### Records provided
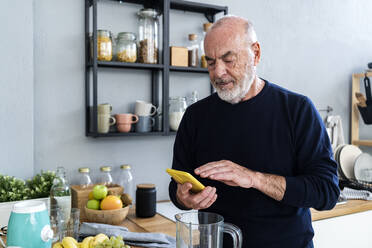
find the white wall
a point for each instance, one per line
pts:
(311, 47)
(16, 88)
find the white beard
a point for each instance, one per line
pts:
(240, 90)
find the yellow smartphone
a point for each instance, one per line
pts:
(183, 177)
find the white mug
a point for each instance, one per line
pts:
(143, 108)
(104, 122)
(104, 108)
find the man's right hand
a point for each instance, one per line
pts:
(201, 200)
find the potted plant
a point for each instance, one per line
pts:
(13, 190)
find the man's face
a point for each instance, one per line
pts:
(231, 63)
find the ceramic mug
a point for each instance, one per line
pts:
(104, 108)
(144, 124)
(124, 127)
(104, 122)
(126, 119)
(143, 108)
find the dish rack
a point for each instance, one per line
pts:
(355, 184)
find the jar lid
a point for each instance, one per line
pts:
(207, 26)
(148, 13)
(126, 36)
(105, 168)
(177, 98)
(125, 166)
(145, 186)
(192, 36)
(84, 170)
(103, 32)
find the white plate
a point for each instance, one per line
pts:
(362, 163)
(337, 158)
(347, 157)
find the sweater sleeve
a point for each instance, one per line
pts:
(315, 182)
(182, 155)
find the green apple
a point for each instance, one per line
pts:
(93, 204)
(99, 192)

### Exercise goal
No pictures belong in the copy. Repeat the entries exactly.

### Answer
find the white wall
a point for each instance, one per line
pts:
(311, 47)
(16, 88)
find the white beard
a point for each instance, one per line
pts:
(240, 90)
find the yellow smartphone
a point for each instance, one per line
pts:
(183, 177)
find the white mug
a point for each instance, one per line
pts:
(143, 108)
(104, 122)
(104, 108)
find the man's right hand
a point for each instance, one per line
pts:
(201, 200)
find the potted plant
a point for each instance, one per line
pts:
(13, 190)
find the man's face
a point for each instance, one per line
pts:
(231, 63)
find the ceramic mug
a point for each instance, one per line
pts:
(104, 108)
(144, 124)
(124, 127)
(104, 122)
(126, 119)
(143, 108)
find the dish rack
a point for each instance, one per line
pts:
(355, 184)
find the jar lid
a point for each instance, one per line
pts:
(207, 26)
(148, 13)
(126, 36)
(105, 168)
(177, 98)
(125, 166)
(145, 186)
(192, 36)
(84, 170)
(103, 32)
find the white plate
a point for each instance, one per line
pts:
(362, 163)
(337, 158)
(347, 157)
find the sweater sleeve
a point for each instance, one per line
pts:
(315, 182)
(182, 155)
find the green apple
a point for each instance, one per line
pts:
(93, 204)
(99, 192)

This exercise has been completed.